* DOKUMENT:
◇ ◇ ◇ ◇ ◇ ◇ ◇
NEUNERs #015
Wenn man am Donnerstag Abend auf dem Sommerfest eines progressiven Think Tanks in Berlin und zwei Tage später im Schatten des Gemüsestands eines Städtchens südlich von München auf einen Mikronewsletter bzw. dessen momentanes Ausbleiben angesprochen wird, ist es offenbar höchste Zeit für eine neue Ausgabe. ;-) Allgemein halte ich es zumindest bei diesem Vorhaben mit dem Lustprinzip, und schreibe ihn eben dann, wenn es mir taugt. Seltener Luxus. Sehr empfehlenswerte Erfahrung.
In den letzten Tagen begegneten mir zwei Texte, aus denen ich mit einiger Begeisterung zwei Zitate zum (fiktionalen) Schreiben teile:
„Ich musste lernen, dass - obwohl ich wollte, dass meine Figuren frei sind - sie ihre eigenen Entscheidungen treffen. Sie sind keine Puppen, die ich kontrolliere. Ich sage ihnen nicht, was zu tun ist. Sie wählen selbst. Und manchmal ist es sehr herausfordernd für mich, da ich in eine bestimmte Richtung gehen will und ich weiß, dass meine Figur nicht dorthin will. Ich muss ihr zuhören.“
Leïla Slemani, Interview in apartemento (Si apre in una nuova finestra) #35
„Es gibt Sätze, die zu nah dran sind an der Wirklichkeit. Sie gehören der Wirklichkeit, sind von der Wirklichkeit nicht zu trennen.
◇ ◇ ◇ ◇ ◇ ◇ ◇
* BEREITGESTELLTE ANGABEN:
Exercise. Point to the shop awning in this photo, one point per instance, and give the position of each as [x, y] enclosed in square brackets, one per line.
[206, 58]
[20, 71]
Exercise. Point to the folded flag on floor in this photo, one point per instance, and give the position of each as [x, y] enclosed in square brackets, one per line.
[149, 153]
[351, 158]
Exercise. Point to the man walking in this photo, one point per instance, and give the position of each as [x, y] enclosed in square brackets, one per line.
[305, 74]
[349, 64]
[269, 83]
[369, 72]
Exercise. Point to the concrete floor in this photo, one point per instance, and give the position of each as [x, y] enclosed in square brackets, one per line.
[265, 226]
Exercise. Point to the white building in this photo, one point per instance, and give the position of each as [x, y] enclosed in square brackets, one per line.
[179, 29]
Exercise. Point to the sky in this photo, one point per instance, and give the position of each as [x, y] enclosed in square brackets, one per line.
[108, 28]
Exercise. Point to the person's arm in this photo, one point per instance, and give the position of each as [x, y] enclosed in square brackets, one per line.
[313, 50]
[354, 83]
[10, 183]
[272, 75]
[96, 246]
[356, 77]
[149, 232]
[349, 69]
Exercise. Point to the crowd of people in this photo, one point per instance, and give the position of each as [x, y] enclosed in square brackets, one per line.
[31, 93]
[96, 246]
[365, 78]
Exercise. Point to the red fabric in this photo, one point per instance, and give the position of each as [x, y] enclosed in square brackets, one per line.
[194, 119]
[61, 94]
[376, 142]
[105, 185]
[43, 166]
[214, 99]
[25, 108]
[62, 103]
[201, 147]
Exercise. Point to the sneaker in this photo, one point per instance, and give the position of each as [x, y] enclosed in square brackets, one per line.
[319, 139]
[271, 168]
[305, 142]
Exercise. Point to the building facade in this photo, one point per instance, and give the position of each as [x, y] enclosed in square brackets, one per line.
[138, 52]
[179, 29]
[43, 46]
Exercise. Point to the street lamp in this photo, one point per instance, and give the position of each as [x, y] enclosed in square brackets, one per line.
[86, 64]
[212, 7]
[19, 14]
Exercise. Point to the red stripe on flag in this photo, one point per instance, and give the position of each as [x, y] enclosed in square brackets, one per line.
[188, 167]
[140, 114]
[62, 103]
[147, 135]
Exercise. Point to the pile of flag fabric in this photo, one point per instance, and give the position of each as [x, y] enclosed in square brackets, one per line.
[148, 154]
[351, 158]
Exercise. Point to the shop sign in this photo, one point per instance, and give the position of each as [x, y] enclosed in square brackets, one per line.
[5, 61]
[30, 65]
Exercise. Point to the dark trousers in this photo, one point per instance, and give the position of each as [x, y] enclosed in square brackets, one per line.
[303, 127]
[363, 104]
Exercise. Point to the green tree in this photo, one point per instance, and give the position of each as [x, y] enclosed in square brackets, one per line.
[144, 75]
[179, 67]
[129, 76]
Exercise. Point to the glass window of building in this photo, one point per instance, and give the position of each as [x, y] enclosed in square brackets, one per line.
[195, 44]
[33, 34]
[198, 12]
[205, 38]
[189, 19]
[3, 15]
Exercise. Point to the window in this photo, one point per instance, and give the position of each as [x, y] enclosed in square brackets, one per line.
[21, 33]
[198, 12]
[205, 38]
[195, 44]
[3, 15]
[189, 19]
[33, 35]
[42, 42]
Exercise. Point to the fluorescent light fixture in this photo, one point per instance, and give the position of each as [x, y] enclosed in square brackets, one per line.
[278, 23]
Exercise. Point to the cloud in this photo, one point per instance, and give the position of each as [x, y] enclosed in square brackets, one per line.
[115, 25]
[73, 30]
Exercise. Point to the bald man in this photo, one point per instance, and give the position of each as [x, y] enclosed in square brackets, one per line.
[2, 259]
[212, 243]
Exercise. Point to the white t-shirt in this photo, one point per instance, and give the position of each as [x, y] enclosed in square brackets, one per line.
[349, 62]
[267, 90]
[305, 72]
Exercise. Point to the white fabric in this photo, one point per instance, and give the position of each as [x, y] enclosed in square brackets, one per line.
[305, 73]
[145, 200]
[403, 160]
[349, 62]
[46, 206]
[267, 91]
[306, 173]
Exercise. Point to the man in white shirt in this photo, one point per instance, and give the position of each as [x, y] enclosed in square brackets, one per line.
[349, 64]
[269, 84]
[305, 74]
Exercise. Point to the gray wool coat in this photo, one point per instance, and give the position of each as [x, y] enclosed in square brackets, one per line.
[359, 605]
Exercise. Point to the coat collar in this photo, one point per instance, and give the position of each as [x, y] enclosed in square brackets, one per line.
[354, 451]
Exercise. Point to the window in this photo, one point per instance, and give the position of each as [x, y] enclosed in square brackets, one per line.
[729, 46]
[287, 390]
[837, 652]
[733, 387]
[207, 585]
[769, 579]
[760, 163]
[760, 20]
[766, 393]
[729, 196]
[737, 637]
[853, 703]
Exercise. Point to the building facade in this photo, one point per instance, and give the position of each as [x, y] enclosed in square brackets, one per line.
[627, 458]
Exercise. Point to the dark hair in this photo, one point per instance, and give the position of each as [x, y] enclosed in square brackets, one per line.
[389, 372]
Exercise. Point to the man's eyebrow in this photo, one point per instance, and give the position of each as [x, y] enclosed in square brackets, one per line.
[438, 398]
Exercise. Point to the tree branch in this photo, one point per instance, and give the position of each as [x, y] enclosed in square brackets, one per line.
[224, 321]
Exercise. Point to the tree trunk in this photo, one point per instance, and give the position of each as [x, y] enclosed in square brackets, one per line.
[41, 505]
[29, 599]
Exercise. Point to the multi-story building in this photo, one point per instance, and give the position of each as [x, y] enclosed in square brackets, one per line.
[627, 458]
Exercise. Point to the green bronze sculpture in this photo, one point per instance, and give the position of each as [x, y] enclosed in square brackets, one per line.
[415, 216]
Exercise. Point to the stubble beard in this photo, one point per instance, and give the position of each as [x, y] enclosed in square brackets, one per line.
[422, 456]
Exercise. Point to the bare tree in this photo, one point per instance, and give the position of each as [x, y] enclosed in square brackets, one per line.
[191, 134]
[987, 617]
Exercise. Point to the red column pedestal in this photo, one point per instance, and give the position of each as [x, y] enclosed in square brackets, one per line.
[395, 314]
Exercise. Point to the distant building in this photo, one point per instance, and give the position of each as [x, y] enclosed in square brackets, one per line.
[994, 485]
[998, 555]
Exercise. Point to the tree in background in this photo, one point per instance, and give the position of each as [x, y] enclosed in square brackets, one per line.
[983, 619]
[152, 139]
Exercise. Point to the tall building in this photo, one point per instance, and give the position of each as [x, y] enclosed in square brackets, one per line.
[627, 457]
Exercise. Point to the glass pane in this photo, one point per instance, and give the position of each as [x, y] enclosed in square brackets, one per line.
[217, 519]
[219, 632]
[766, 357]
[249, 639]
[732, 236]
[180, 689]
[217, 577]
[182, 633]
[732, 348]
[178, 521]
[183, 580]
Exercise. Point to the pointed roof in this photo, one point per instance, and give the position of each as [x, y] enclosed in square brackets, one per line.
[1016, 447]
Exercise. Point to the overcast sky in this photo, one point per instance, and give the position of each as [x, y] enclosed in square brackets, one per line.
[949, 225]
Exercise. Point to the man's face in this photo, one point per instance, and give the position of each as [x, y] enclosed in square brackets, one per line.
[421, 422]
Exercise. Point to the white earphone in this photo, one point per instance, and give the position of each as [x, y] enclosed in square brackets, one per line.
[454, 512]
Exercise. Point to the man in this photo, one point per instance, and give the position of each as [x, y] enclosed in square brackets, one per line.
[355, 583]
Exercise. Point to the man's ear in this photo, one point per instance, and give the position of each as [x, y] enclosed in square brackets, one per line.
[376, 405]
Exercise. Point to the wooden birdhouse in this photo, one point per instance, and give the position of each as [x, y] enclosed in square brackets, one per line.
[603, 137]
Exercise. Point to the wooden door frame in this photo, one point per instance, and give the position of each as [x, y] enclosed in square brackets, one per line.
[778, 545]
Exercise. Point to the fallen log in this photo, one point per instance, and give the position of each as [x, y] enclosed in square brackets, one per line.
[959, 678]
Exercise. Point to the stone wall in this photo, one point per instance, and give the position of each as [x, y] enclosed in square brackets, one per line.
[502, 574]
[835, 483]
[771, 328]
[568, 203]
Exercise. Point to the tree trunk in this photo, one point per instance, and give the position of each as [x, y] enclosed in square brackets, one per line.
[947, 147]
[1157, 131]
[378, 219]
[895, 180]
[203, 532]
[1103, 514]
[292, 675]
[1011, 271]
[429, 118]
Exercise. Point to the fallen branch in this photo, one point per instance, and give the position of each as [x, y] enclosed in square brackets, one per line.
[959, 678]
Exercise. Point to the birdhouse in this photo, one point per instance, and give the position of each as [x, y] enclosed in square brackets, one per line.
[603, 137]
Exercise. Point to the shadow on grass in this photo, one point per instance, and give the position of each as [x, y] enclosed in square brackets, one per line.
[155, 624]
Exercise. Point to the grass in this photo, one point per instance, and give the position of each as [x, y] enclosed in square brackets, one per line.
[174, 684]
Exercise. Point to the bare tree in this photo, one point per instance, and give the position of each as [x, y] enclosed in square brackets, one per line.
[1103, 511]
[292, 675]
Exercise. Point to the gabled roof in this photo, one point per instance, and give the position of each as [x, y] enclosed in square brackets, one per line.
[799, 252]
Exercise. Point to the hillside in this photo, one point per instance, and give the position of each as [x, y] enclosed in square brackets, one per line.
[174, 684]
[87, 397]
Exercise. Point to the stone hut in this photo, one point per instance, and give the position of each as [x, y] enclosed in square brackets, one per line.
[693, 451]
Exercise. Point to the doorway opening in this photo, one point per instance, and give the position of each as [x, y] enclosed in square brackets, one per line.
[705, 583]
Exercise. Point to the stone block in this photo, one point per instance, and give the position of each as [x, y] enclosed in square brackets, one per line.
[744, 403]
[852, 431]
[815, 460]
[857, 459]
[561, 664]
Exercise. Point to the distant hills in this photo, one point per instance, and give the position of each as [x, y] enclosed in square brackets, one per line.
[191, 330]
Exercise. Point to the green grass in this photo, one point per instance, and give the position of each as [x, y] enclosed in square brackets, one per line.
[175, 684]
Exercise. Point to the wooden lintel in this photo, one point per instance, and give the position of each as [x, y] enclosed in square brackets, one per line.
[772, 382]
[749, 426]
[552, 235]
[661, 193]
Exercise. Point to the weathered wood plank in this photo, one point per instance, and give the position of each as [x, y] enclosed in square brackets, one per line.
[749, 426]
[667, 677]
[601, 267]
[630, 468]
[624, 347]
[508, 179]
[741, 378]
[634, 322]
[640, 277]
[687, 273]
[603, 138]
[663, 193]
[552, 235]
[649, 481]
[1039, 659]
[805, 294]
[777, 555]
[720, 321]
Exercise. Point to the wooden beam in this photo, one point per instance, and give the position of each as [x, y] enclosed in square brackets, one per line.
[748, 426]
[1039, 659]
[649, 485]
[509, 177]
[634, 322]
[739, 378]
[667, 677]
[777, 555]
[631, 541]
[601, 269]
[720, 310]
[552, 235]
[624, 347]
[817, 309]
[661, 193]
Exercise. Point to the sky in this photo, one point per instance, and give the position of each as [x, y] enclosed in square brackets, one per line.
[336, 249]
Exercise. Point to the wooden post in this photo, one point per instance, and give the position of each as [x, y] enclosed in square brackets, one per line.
◇ ◇ ◇ ◇ ◇ ◇ ◇
* AUFTRAG 1:
Aktualisiere im Newsletter den Abschnitt, der mit den Worten „In den letzten“ beginnt und mit „nicht zu trennen.“ endet, indem du „Puppen“ durch „Marionetten“ ersetzt.
* AUFTRAG 2:
Führe den Newsletter mit den Zitaten zum Schreiben im Anschluss an seinen letzten Satz weiter.
Die Zeilen spielen hierfür keine Rolle.

* LÖSUNG 1:
In den letzten Tagen begegneten mir zwei Texte, aus denen ich mit einiger Begeisterung zwei Zitate zum (fiktionalen) Schreiben teile:
„Ich musste lernen, dass - obwohl ich wollte, dass meine Figuren frei sind - sie ihre eigenen Entscheidungen treffen. Sie sind keine Marionetten, die ich kontrolliere. Ich sage ihnen nicht, was zu tun ist. Sie wählen selbst. Und manchmal ist es sehr herausfordernd für mich, da ich in eine bestimmte Richtung gehen will und ich weiß, dass meine Figur nicht dorthin will. Ich muss ihr zuhören.“
Leïla Slemani, Interview in apartemento (Si apre in una nuova finestra) #35
„Es gibt Sätze, die zu nah dran sind an der Wirklichkeit. Sie gehören der Wirklichkeit, sind von der Wirklichkeit nicht zu trennen.

* LÖSUNG 2:
Sie haben kein Geheimnis.
Sie sind eindeutig, eine Wahrheit, an diesen Sätzen gibt es nichts zu rütteln. Sätze, die in eine Geschichte hineinführen, kommen aus der Zwischenwelt, sind zwielichtig, interpretierbar, veränderbar, was bedeutet, dass die Welt veränderbar ist. Ich kann die Welt, meine Welt, mit einer Geschichte verändern. Zwei Seiten. Sieben Seiten. Schmelzpunkte.“
Judith Hermann, Wir hätten uns alles gesagt, Frankfurter Poetikvorlesungen
Da ist viel drin. Sehr viel.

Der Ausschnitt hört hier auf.